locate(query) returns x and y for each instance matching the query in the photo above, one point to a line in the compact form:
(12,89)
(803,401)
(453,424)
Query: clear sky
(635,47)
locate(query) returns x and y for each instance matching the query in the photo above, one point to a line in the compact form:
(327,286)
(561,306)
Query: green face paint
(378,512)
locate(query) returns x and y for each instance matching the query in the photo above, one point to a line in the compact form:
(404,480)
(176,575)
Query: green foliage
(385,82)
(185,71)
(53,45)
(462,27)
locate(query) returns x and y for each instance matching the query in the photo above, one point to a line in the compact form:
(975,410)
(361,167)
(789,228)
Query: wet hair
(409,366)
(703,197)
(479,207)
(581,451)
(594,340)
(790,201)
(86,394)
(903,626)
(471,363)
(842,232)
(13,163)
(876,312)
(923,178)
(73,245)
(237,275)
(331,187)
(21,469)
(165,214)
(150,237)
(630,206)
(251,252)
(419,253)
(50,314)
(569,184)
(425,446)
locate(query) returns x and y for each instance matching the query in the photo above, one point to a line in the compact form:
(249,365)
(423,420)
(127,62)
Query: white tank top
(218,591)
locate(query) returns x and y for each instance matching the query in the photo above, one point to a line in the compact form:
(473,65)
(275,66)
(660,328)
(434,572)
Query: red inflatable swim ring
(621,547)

◆ ◆ ◆ ◆

=== EXERCISE DIRECTIONS ===
Every record should be given again without alteration.

=== EXPECTED ANSWER ===
locate(query) returns x and y for each instance matching the query in the photo above, one point to a line in the compact form:
(12,89)
(803,401)
(453,424)
Query: clear sky
(635,47)
locate(query) returns x and y for each instance matching the query in the photo above, one point to a line in the compact form:
(327,286)
(561,306)
Query: green face paint
(378,512)
locate(query) returns x and y for each instance matching the query in the photo above, one point to a line in the compact form:
(404,480)
(176,575)
Query: green foliage
(385,82)
(185,71)
(53,45)
(462,27)
locate(query) returns x and y for each instance matching the query in the photo above, one point to a line in the compact form:
(975,410)
(361,167)
(789,228)
Query: wet hair
(409,366)
(703,197)
(479,207)
(581,451)
(594,340)
(790,201)
(86,394)
(903,626)
(471,363)
(842,232)
(13,163)
(876,312)
(923,178)
(73,245)
(237,275)
(331,187)
(21,469)
(165,214)
(150,237)
(630,206)
(251,252)
(419,253)
(50,314)
(569,184)
(425,446)
locate(query) returns x and y for each instance matching the query in the photo above, one point to a line in the compact form:
(249,365)
(423,420)
(127,62)
Query: white tank top
(218,591)
locate(query) returns x and y for each instance matching the query in the photo above, one point to a line in the compact form:
(473,65)
(275,66)
(660,328)
(434,572)
Query: red inflatable swim ring
(621,547)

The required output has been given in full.